▶ [Written problem] Count the lines in the items below that contain the word "garage". Reply with that number alone.

▶ [Entries]
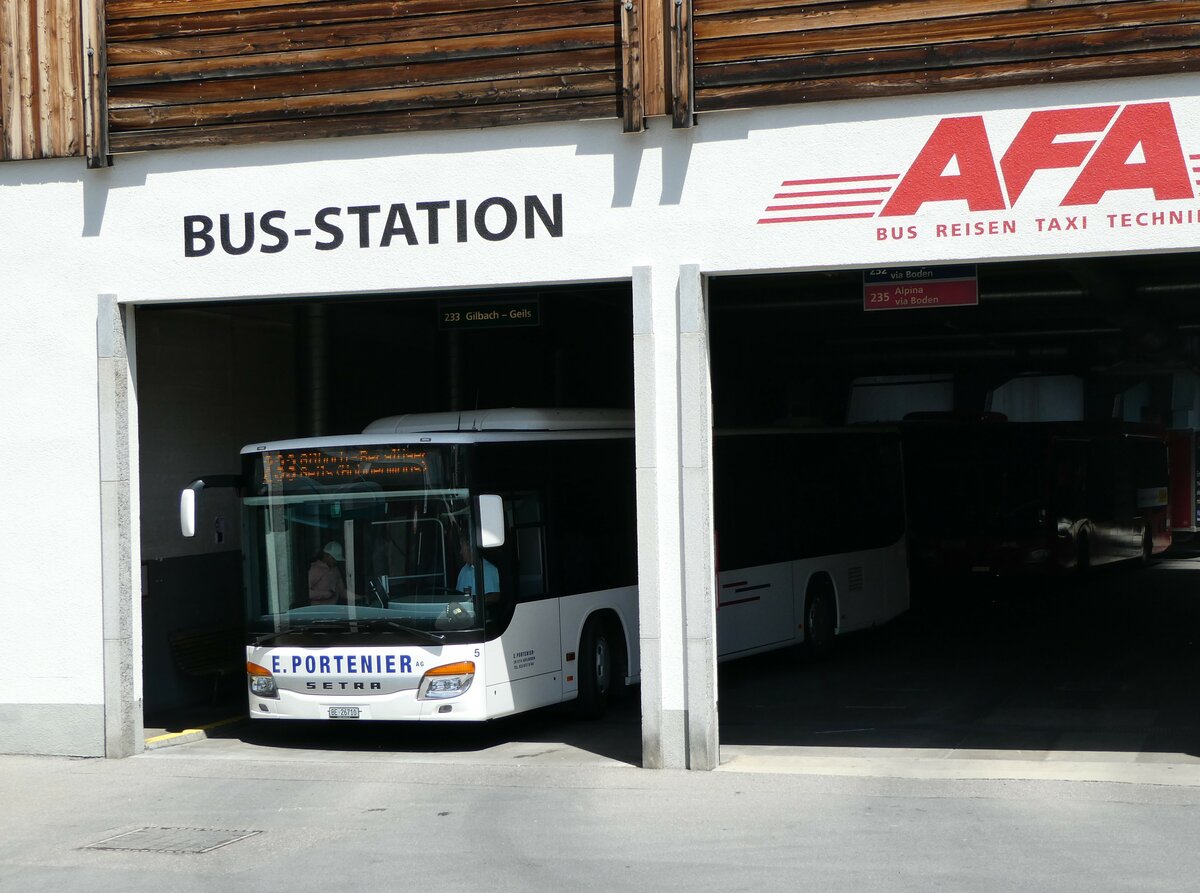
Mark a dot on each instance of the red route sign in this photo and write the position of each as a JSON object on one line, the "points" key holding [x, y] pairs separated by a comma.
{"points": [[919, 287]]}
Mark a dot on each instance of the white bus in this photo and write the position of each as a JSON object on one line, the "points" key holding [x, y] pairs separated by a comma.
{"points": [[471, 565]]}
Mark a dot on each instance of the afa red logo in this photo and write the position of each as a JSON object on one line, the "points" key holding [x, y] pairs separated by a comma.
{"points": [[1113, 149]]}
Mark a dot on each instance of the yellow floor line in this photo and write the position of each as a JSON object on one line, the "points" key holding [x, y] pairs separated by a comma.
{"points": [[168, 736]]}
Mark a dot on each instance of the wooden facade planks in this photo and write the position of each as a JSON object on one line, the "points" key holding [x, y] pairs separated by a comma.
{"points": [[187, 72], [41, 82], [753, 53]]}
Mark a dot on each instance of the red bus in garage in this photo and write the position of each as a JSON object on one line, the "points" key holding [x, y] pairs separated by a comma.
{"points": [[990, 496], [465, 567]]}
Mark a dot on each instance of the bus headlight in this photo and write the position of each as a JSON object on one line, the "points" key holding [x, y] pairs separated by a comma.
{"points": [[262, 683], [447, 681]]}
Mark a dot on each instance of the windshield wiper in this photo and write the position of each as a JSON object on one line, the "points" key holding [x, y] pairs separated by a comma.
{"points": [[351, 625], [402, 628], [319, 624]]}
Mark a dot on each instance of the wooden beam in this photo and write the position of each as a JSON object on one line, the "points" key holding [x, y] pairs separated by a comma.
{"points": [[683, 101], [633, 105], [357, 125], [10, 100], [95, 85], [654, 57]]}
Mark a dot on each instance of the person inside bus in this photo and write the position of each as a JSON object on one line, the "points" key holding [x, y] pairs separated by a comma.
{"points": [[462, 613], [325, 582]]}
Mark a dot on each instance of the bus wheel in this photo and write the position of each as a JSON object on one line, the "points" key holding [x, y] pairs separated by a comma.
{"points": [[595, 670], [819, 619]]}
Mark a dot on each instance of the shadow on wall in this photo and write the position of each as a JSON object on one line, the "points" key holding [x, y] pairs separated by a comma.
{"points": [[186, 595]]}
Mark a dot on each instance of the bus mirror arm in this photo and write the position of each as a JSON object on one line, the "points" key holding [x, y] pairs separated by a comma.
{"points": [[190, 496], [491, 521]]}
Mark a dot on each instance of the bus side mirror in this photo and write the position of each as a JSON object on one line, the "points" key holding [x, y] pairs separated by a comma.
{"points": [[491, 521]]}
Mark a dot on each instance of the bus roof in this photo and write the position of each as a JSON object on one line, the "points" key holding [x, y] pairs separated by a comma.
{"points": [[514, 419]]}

---

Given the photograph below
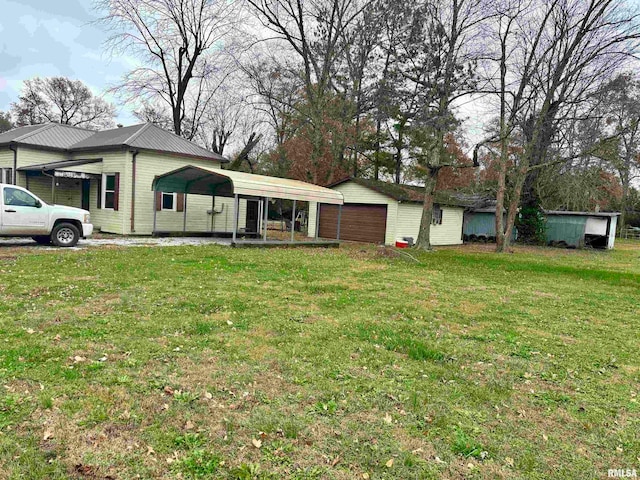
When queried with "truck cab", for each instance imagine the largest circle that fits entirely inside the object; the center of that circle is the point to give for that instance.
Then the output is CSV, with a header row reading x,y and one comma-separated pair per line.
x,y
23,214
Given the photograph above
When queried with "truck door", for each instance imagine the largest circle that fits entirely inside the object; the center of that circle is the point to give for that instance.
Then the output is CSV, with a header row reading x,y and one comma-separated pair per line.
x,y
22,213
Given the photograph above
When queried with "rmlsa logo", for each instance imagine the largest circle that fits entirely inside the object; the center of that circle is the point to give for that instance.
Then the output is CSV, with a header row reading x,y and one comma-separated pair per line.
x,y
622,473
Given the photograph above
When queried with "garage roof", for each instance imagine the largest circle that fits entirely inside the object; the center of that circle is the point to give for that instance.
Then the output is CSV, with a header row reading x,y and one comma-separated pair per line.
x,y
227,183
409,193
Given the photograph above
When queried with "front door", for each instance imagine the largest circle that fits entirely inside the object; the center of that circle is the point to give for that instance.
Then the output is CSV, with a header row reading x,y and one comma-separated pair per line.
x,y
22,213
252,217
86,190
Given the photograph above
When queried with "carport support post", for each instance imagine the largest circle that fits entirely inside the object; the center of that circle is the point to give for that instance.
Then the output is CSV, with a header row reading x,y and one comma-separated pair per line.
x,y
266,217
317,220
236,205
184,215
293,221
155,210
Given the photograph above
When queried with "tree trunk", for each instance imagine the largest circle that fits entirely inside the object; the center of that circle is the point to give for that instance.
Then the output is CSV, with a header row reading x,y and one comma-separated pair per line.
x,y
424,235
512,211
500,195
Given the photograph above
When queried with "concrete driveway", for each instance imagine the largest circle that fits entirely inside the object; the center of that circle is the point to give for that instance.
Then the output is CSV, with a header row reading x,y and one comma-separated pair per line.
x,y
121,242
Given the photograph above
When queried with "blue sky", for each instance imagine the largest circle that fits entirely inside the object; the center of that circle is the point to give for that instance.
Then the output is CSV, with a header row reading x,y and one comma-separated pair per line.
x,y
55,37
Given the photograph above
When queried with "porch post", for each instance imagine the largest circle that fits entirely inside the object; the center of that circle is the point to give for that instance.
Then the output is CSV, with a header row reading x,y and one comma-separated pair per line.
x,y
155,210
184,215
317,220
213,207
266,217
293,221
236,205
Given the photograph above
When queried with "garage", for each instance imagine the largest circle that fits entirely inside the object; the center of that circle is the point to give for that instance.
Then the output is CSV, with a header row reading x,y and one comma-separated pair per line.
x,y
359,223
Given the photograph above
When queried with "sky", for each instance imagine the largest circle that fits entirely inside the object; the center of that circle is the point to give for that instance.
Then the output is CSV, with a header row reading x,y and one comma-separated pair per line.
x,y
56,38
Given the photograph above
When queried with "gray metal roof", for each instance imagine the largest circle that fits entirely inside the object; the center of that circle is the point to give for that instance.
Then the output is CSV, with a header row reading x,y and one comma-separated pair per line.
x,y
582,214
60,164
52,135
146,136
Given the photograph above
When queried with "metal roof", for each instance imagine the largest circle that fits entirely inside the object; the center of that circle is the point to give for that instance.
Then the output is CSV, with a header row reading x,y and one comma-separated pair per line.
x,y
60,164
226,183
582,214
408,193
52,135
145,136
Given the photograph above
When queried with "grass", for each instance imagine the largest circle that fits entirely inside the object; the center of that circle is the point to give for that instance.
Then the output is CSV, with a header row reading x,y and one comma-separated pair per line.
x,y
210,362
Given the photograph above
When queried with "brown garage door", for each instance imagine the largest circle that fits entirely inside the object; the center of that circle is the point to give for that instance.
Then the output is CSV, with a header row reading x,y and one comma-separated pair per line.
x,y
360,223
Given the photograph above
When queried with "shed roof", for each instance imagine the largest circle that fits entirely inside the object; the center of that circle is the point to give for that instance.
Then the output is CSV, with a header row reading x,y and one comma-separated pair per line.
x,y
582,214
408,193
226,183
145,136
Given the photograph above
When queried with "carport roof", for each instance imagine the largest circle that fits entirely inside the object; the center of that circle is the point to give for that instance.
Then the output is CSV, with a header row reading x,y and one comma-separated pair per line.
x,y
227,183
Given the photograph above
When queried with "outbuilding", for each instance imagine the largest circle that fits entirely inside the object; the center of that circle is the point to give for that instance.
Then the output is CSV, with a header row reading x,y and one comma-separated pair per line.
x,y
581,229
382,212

...

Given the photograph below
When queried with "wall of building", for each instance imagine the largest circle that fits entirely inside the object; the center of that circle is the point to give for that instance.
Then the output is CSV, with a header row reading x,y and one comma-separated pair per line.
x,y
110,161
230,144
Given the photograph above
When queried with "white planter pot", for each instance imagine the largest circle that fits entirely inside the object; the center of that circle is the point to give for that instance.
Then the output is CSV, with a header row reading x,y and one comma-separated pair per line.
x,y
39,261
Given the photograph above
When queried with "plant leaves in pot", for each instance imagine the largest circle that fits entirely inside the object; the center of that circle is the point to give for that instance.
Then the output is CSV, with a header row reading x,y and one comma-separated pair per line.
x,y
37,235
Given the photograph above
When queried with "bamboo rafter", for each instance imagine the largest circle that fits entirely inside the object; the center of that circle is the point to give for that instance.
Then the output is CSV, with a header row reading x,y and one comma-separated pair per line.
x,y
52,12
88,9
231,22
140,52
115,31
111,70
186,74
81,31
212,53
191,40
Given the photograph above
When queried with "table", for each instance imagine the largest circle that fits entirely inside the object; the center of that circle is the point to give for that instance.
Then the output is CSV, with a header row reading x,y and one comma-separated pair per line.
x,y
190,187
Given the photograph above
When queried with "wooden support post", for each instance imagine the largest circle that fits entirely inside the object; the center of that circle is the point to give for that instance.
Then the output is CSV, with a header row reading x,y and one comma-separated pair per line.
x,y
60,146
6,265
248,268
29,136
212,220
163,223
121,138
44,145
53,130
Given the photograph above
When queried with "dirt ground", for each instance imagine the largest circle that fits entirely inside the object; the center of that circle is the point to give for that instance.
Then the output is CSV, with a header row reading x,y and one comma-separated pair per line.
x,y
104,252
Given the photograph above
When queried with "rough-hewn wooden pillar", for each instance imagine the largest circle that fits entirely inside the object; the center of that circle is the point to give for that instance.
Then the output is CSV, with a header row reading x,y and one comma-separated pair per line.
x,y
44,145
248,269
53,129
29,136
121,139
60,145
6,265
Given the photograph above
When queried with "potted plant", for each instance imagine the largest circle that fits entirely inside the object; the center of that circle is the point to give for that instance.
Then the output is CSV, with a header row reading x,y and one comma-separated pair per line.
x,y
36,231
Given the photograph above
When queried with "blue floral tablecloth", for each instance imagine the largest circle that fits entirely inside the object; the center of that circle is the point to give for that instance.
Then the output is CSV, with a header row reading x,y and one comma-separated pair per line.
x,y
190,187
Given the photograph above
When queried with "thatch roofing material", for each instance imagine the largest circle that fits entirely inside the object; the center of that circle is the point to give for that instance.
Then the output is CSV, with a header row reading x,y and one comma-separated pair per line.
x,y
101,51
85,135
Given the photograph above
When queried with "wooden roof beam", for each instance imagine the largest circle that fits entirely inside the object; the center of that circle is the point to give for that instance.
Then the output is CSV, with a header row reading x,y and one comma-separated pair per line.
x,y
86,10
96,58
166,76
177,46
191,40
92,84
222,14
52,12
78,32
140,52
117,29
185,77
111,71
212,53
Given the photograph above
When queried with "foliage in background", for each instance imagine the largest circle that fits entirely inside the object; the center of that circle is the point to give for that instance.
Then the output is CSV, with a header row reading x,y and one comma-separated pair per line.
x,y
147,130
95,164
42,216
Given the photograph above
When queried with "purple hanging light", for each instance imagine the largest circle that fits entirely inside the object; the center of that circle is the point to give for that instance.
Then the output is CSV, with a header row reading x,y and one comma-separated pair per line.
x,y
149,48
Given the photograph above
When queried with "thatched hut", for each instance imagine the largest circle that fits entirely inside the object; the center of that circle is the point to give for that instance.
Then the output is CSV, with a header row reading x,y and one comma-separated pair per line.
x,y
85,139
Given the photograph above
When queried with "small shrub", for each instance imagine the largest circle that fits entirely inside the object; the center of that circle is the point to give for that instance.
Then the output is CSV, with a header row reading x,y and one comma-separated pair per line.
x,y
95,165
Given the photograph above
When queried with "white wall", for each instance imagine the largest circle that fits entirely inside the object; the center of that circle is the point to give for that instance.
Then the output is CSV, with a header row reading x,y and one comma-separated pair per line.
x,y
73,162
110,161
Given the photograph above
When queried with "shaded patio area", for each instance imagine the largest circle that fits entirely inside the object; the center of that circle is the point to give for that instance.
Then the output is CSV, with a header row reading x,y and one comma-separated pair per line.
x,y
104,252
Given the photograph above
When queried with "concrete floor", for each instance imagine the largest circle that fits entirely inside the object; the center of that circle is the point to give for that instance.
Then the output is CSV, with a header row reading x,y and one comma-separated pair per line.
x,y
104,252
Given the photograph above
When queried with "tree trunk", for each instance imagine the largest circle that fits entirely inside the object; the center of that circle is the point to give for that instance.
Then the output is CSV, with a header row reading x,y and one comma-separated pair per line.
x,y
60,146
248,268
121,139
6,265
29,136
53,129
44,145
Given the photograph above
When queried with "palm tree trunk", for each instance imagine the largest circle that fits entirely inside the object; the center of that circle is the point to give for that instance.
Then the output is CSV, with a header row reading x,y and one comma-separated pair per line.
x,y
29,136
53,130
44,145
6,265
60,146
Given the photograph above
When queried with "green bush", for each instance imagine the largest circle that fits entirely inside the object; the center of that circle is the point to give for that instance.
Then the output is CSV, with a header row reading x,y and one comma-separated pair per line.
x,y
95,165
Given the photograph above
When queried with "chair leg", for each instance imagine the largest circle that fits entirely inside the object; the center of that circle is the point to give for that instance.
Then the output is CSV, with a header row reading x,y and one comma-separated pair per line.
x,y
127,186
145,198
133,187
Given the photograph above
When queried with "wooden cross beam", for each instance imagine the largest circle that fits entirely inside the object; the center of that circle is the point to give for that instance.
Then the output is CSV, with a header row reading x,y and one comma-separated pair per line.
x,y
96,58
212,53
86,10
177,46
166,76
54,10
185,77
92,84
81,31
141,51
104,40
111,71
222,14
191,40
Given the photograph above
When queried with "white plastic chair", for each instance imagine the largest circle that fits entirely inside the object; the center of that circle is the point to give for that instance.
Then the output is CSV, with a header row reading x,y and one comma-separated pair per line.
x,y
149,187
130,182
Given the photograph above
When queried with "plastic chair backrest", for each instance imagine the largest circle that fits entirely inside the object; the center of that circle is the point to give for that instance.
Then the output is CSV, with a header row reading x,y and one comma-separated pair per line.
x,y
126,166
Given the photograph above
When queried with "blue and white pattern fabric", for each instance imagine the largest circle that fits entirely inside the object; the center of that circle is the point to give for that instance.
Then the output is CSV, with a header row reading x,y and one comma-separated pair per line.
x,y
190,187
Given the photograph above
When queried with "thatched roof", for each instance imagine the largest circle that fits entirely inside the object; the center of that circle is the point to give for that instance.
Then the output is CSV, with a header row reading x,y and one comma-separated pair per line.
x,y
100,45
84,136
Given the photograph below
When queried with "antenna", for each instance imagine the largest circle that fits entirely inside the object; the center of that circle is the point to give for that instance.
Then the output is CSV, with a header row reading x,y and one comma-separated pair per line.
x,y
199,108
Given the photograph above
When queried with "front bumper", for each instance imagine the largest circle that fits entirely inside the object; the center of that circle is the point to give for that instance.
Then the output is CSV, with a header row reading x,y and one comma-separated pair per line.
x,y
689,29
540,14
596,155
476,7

▶ [Output] 4